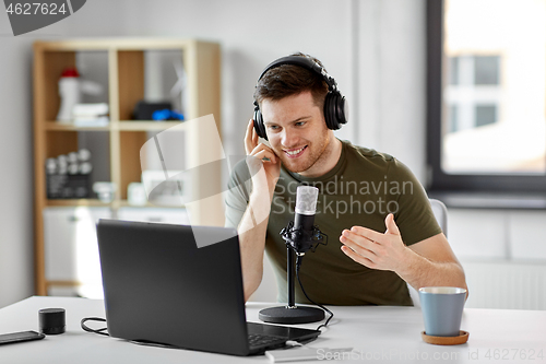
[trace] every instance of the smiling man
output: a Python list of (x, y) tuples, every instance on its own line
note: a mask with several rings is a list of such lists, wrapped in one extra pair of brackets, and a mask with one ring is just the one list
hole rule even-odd
[[(230, 176), (226, 225), (240, 239), (245, 300), (260, 285), (263, 254), (286, 302), (286, 245), (296, 187), (319, 188), (314, 224), (329, 236), (299, 272), (309, 297), (330, 305), (412, 305), (406, 283), (466, 289), (425, 190), (396, 158), (335, 138), (345, 103), (314, 58), (270, 64), (254, 92), (248, 157)], [(357, 120), (355, 120), (357, 121)], [(260, 142), (259, 137), (268, 140)], [(296, 286), (296, 302), (308, 303)]]

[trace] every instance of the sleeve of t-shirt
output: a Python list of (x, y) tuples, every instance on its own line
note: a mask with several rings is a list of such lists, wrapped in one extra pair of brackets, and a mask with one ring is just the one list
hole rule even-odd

-------

WORK TO COMPLETE:
Can you copy out every row above word for word, leaving out the pictures?

ANSWER:
[trace] every instance of the smiling man
output: a Python list of (x, y) tuples, every instance on its own line
note: a mask with several rings is a list of such lists, wrapped in one extra pair of brackets, and a mask with one ring is just the one list
hole rule even-odd
[[(230, 176), (226, 225), (240, 239), (245, 300), (260, 285), (263, 254), (286, 302), (286, 245), (296, 187), (319, 188), (314, 224), (329, 236), (299, 272), (309, 297), (330, 305), (412, 305), (406, 283), (466, 289), (425, 190), (396, 158), (335, 138), (345, 103), (314, 58), (270, 64), (254, 92), (248, 157)], [(357, 120), (355, 120), (357, 121)], [(260, 142), (259, 137), (268, 140)], [(296, 286), (296, 302), (308, 303)]]

[trace] every instance of the sleeve of t-shirt
output: a Python list of (x, y) tuples, every instance on its own line
note: a mask with several rings is a list of such lists, wrapped in one extra pair of brackets, and a mask with one ring is just the one list
hole rule even-odd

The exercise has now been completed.